J'en ferais de même, si je permettais qu'un homme juste et qui m'aime, fût donné au
diable. Mais parce que je suis fidèle, le diable ne dominera en rien l'âme qui me sert
fidèlement et dévotement. Or, bien que quelquefois mes amis semblent des fous, cela
n'arrive pas pourtant par l'instigation du diable, ni parce qu'ils me servent avec une
fervente dévotion, mais bien, ou par la faiblesse du cerveau des hommes, ou pour
quelque sujet occulte et secret qui sert à les humilier. Il se peut faire aussi parfois que je
donne puissance au diable sur la chair des hommes justes, pour leurs plus grandes
récompenses, ou bien qu'il obscurcisses leurs consciences ; mais dans les âmes de ceux
qui ont la foi et la dilection envers moi, il n'a ni domination, ni pouvoir.

Chapitre 5

Paroles d'un très grand amour adressées à l'épouse de Jésus-Christ, en la
figure admirable d'un camp bien rangé, par lequel l'Église militante est
désignée. Comment, par les prières de la bienheureuse Vierge et des
saints, l'Église de Dieu est encore réédifiée.

JE suis le Créateur de toutes choses. Je suis le Roi de gloire et le Seigneur des anges. Je
me suis fait un noble camp où j'ai mis mes élus. Mes ennemis ont percé le fondement de
ce camp, et ils ont tellement prévalu sur mes amis, qu'ils ont fait sortir la moëlle de leurs
pieds liés et attachés à la colonne. Leur bouche a été froissée avec des pierres, et ils ont
été opprimés de faim et de soif ; et d'ailleurs, ils poursuivent leur Seigneur. Maintenant,
mes amis demandent secours avec gémissement ; la justice crie veangeance, et la
miséricorde néanmoins veut le pardon.

Alors Dieu même dit à l'armée céleste qui est debout devant lui : Que vous semble-t-il de
ceux-ci, qui ont envahi et occupé mon camp ? L'armée céleste répondit unanimement :
Seigneur, en vous est toute justice, et en vous nous voyons toutes choses. Vous êtes Fils
de Dieu, sans principe et sans fin ; tout jugement vous est donné ; vous êtes leur juge. Et
Notre-Seigneur leur dit : Bien que vous sachiez et voyiez tout en moi, néanmoins, pour
l'amour de cette épouse (sainte Brigitte), prononcez un juste jugement. Et eux
répondirent : Telle est la justice et l'équité : que ceux qui ont percé la muraille soient
punis comme des larrons ; que ceux qui persistent en leur malice, soient châtiés comme
ceux qui entrent par assaut ; que les captifs soient affranchis et les faméliques rassasiés.
#####
◆ CONSIGNE À SUIVRE ◆
Reprenez le passage sur le camp de Dieu et le jugement de l'armée céleste là où il s'arrête, puis poursuivez-le. Les données ci-après proviennent d'une source distincte.

◆ EXTRAIT DE DONNÉES ◆
#####
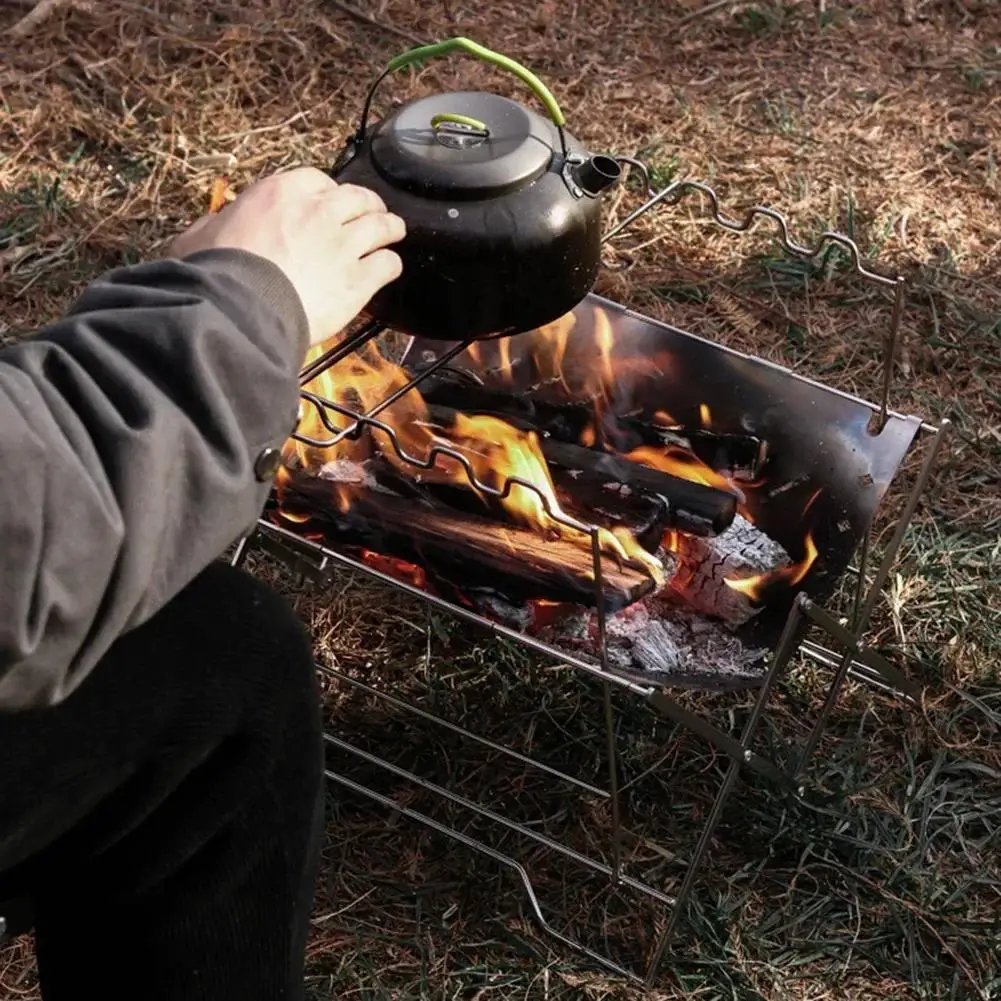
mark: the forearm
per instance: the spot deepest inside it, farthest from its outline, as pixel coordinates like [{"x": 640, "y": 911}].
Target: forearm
#####
◆ RÉPONSE RÉDIGÉE ◆
Alors la Mère de Dieu, la Sainte Vierge Marie, s'étant tue au
commencement, parla en ces termes : Mon Seigneur et mon très cher Fils,
vous avez été en mon ventre vrai Dieu et vrai homme; vous m'avez
sanctifiée par votre bonté, moi qui n'étais qu'un vase de terre. Je vous en
prie, ayez pitié d'eux encore une fois.

Alors Notre-Seigneur répondit à sa Mère : Bénie soit la parole de votre
bouche ! elle s'est élevée vers Dieu comme une odeur très aromatique.
Vous êtes la gloire et la Reine des anges et des saints, attendu que vous
avez en quelque sorte consolé la divinité et réjoui tous les saints. Et parce
que votre volonté a été, dès le commencement de votre jeunesse, unie à la
mienne, je ferai encore une fois ce que vous voulez. Et il dit à l'armée
céleste : D'autant que vous avez généreusement combattu, je serai encore
apaisé à raison de votre charité. Voilà que je réédifierai ce mur pour
l'amour de vos prières. Je sauverai et guérirai ceux qui ont été opprimés par
violence; je les honorerai au centuple au-delà des calomnies qu'ils ont
souffertes. Mais je donnerai paix et miséricorde à ceux qui se feront
violence et qui me demanderont miséricorde ; et ceux qui la mépriseront
sentiront et éprouveront ma justice.

Il dit ensuite à son épouse : Mon épouse, je vous ai choisie et j'ai versé
mon Esprit dans le vôtre, ou bien je vous ai attirée dans le mien. Vous
entendez mes paroles et celles de tous mes saints, qui, bien qu'ils voient
toutes choses en moi, ont néanmoins parlé pour l'amour de vous, afin que
vous compreniez mieux ; car vous, qui êtes encore en la chair, vous ne
pouvez voir toutes choses en moi, comme eux, qui sont des esprits épurés
et dégagés de la matière. Maintenant aussi, je vous dirai ce que ces choses
signifient : le camp dont nous avons parlé ci-dessus est l'Église militante,
que j'ai édifiée de mon sang et de celui de mes saints ; je l'ai liée et
conjointe par mon amour et j'ai mis en elle mes élus et mes amis. La foi en
est le fondement, savoir, de croire que je suis juge juste et miséricordieux.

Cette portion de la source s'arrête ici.